» **Supplied data**:

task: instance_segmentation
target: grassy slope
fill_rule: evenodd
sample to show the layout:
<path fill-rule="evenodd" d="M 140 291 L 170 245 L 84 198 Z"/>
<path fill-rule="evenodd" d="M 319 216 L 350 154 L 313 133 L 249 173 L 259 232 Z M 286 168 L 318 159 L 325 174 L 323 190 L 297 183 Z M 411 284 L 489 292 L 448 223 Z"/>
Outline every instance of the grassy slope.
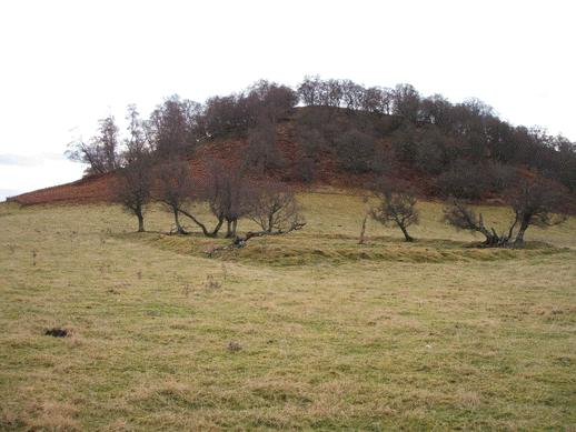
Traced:
<path fill-rule="evenodd" d="M 0 205 L 0 430 L 574 430 L 574 221 L 480 251 L 426 203 L 415 244 L 358 245 L 358 198 L 302 201 L 211 260 L 116 207 Z"/>

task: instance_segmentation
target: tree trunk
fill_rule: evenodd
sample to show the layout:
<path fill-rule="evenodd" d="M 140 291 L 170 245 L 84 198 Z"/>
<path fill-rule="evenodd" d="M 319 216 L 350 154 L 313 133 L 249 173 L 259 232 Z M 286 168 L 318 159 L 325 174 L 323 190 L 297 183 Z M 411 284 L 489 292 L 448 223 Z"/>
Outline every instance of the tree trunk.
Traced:
<path fill-rule="evenodd" d="M 518 234 L 516 234 L 516 240 L 514 240 L 514 244 L 522 244 L 524 243 L 524 233 L 530 225 L 529 220 L 523 220 L 520 224 L 520 229 L 518 230 Z"/>
<path fill-rule="evenodd" d="M 178 219 L 178 209 L 177 208 L 173 208 L 173 219 L 175 219 L 175 222 L 176 222 L 176 229 L 177 229 L 178 233 L 179 234 L 186 234 L 186 231 L 180 225 L 180 220 Z"/>
<path fill-rule="evenodd" d="M 368 217 L 364 218 L 363 222 L 363 229 L 360 230 L 360 241 L 358 241 L 358 244 L 364 244 L 364 233 L 366 232 L 366 220 Z"/>
<path fill-rule="evenodd" d="M 145 229 L 143 229 L 143 215 L 142 215 L 142 212 L 139 211 L 138 214 L 138 232 L 145 232 Z"/>
<path fill-rule="evenodd" d="M 413 242 L 414 238 L 410 234 L 408 234 L 408 231 L 406 230 L 406 227 L 404 225 L 404 223 L 399 223 L 398 227 L 400 227 L 400 230 L 403 230 L 403 233 L 404 233 L 404 237 L 406 238 L 406 241 Z"/>

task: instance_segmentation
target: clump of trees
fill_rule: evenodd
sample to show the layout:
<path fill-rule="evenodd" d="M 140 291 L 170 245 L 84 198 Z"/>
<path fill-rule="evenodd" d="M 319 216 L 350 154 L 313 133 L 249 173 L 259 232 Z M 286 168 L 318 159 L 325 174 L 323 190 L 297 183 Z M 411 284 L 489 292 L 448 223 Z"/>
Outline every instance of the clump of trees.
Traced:
<path fill-rule="evenodd" d="M 418 223 L 418 202 L 419 192 L 407 183 L 388 178 L 379 178 L 371 188 L 378 198 L 378 205 L 369 211 L 370 217 L 386 225 L 396 224 L 403 232 L 407 242 L 413 242 L 414 238 L 408 234 L 408 227 Z"/>
<path fill-rule="evenodd" d="M 280 137 L 278 124 L 286 119 L 291 120 L 285 123 L 289 132 Z M 186 220 L 209 237 L 226 224 L 226 235 L 235 238 L 242 218 L 257 221 L 262 232 L 281 232 L 281 212 L 267 211 L 275 200 L 290 201 L 294 195 L 262 182 L 309 182 L 325 157 L 350 175 L 380 179 L 373 189 L 379 205 L 370 215 L 398 225 L 407 241 L 413 240 L 408 228 L 418 220 L 419 192 L 409 185 L 410 178 L 425 179 L 427 194 L 448 200 L 445 220 L 483 233 L 485 245 L 518 244 L 529 225 L 560 223 L 563 217 L 550 214 L 576 193 L 574 142 L 542 128 L 503 121 L 477 98 L 453 103 L 438 93 L 425 97 L 408 83 L 365 87 L 348 79 L 306 76 L 290 88 L 259 80 L 203 103 L 173 94 L 148 119 L 131 104 L 126 120 L 127 138 L 109 114 L 98 121 L 93 138 L 75 138 L 67 155 L 86 163 L 88 174 L 117 171 L 113 199 L 138 217 L 139 230 L 146 204 L 153 200 L 173 214 L 173 231 L 180 234 L 188 232 Z M 291 154 L 282 153 L 286 133 L 298 143 Z M 202 178 L 192 175 L 187 161 L 198 158 L 199 144 L 226 137 L 245 143 L 241 161 L 209 161 Z M 533 175 L 539 180 L 525 181 Z M 550 184 L 556 185 L 554 192 Z M 505 233 L 486 228 L 481 215 L 466 204 L 494 195 L 508 197 L 514 213 Z M 207 203 L 213 225 L 193 213 L 198 202 Z M 295 211 L 294 201 L 282 205 L 284 212 Z"/>
<path fill-rule="evenodd" d="M 513 189 L 508 199 L 513 221 L 500 234 L 485 227 L 481 213 L 476 215 L 463 200 L 455 198 L 444 209 L 443 220 L 457 230 L 481 233 L 486 238 L 481 247 L 515 248 L 524 243 L 524 234 L 530 225 L 548 228 L 565 222 L 568 218 L 565 203 L 566 194 L 557 183 L 529 179 Z"/>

» **Brief**: Rewrite all of the lines above, replacing "Outline every instance of" with "Mark each instance of" and leaving everything else unchanged. Leave the pictures out.

» **Response to this task**:
task: instance_segmentation
target: grassy slope
fill_rule: evenodd
sample to show the layout:
<path fill-rule="evenodd" d="M 140 291 L 170 245 L 84 198 Z"/>
<path fill-rule="evenodd" d="M 319 216 L 350 154 L 313 133 L 249 173 L 259 232 Z M 286 168 L 318 159 L 325 174 L 323 190 L 297 183 Z M 411 284 L 489 292 L 448 223 Z"/>
Mark each instance of the grassy slope.
Traced:
<path fill-rule="evenodd" d="M 0 205 L 0 430 L 574 430 L 574 221 L 480 251 L 426 203 L 415 244 L 358 245 L 358 198 L 302 201 L 211 260 L 116 207 Z"/>

task: instance_segmentation
target: tree trunk
fill_rule: evenodd
sample to show the layout:
<path fill-rule="evenodd" d="M 140 291 L 170 245 L 84 198 Z"/>
<path fill-rule="evenodd" d="M 319 216 L 350 154 L 313 133 L 249 173 L 259 232 Z M 286 168 L 318 159 L 325 174 L 323 190 L 297 183 Z M 411 284 L 489 292 L 448 223 Z"/>
Mark each instance of the tree trunk.
Traced:
<path fill-rule="evenodd" d="M 518 234 L 516 234 L 516 240 L 514 240 L 514 244 L 522 244 L 524 243 L 524 233 L 530 225 L 529 220 L 523 220 L 520 224 L 520 229 L 518 230 Z"/>
<path fill-rule="evenodd" d="M 178 219 L 178 209 L 177 208 L 173 208 L 173 219 L 175 219 L 175 222 L 176 222 L 176 229 L 177 229 L 178 233 L 179 234 L 186 234 L 186 231 L 180 225 L 180 220 Z"/>
<path fill-rule="evenodd" d="M 368 217 L 364 218 L 363 222 L 363 229 L 360 230 L 360 241 L 358 241 L 358 244 L 364 244 L 364 233 L 366 232 L 366 220 Z"/>
<path fill-rule="evenodd" d="M 145 229 L 143 229 L 143 215 L 142 215 L 142 212 L 139 211 L 138 214 L 138 232 L 145 232 Z"/>
<path fill-rule="evenodd" d="M 413 242 L 414 238 L 410 234 L 408 234 L 408 231 L 406 230 L 406 227 L 404 225 L 404 223 L 399 223 L 398 227 L 400 227 L 400 230 L 403 230 L 403 233 L 404 233 L 404 237 L 406 238 L 406 241 Z"/>

task: instance_segmentation
target: clump of trees
fill_rule: evenodd
sample to show the layout:
<path fill-rule="evenodd" d="M 140 291 L 170 245 L 84 198 Z"/>
<path fill-rule="evenodd" d="M 319 216 L 350 154 L 313 133 L 249 173 L 259 232 Z M 286 168 L 318 159 L 325 174 L 323 190 L 297 183 Z M 411 284 L 489 292 L 448 223 Z"/>
Mark each instance of the clump of trees.
Traced:
<path fill-rule="evenodd" d="M 418 223 L 418 202 L 419 192 L 407 183 L 388 178 L 379 178 L 371 188 L 378 198 L 378 205 L 369 211 L 370 217 L 386 225 L 396 224 L 403 232 L 407 242 L 413 242 L 414 238 L 408 234 L 408 227 Z"/>
<path fill-rule="evenodd" d="M 280 137 L 278 124 L 286 119 L 291 120 L 285 123 L 289 132 Z M 186 220 L 209 237 L 226 224 L 226 235 L 235 238 L 242 218 L 257 221 L 262 232 L 281 232 L 281 212 L 267 211 L 275 200 L 290 201 L 294 195 L 262 182 L 309 182 L 325 157 L 350 175 L 380 179 L 373 189 L 379 205 L 370 215 L 398 225 L 407 241 L 413 240 L 408 228 L 418 220 L 419 192 L 409 185 L 410 178 L 425 179 L 427 194 L 448 200 L 445 220 L 483 233 L 485 245 L 518 244 L 529 225 L 560 223 L 563 217 L 550 214 L 576 193 L 574 142 L 542 128 L 503 121 L 477 98 L 453 103 L 438 93 L 425 97 L 408 83 L 365 87 L 348 79 L 306 76 L 290 88 L 259 80 L 203 103 L 173 94 L 148 119 L 131 104 L 126 120 L 127 138 L 109 114 L 98 121 L 93 138 L 75 138 L 67 155 L 86 163 L 88 174 L 117 171 L 113 199 L 138 217 L 139 230 L 146 204 L 153 200 L 173 214 L 173 231 L 180 234 L 188 232 Z M 291 154 L 282 153 L 286 133 L 298 143 Z M 202 178 L 192 175 L 187 161 L 198 158 L 199 144 L 226 137 L 245 143 L 241 161 L 209 161 Z M 533 175 L 539 180 L 525 181 Z M 550 184 L 556 185 L 554 192 Z M 505 233 L 486 228 L 481 215 L 466 204 L 494 195 L 508 197 L 514 213 Z M 207 203 L 213 225 L 193 213 L 198 202 Z M 295 211 L 294 201 L 282 205 L 284 212 Z"/>
<path fill-rule="evenodd" d="M 513 189 L 508 199 L 513 221 L 500 234 L 485 227 L 481 213 L 476 215 L 463 200 L 455 198 L 444 209 L 443 220 L 457 230 L 481 233 L 486 238 L 481 247 L 515 248 L 524 243 L 524 234 L 530 225 L 548 228 L 565 222 L 568 218 L 565 203 L 566 194 L 557 183 L 529 179 Z"/>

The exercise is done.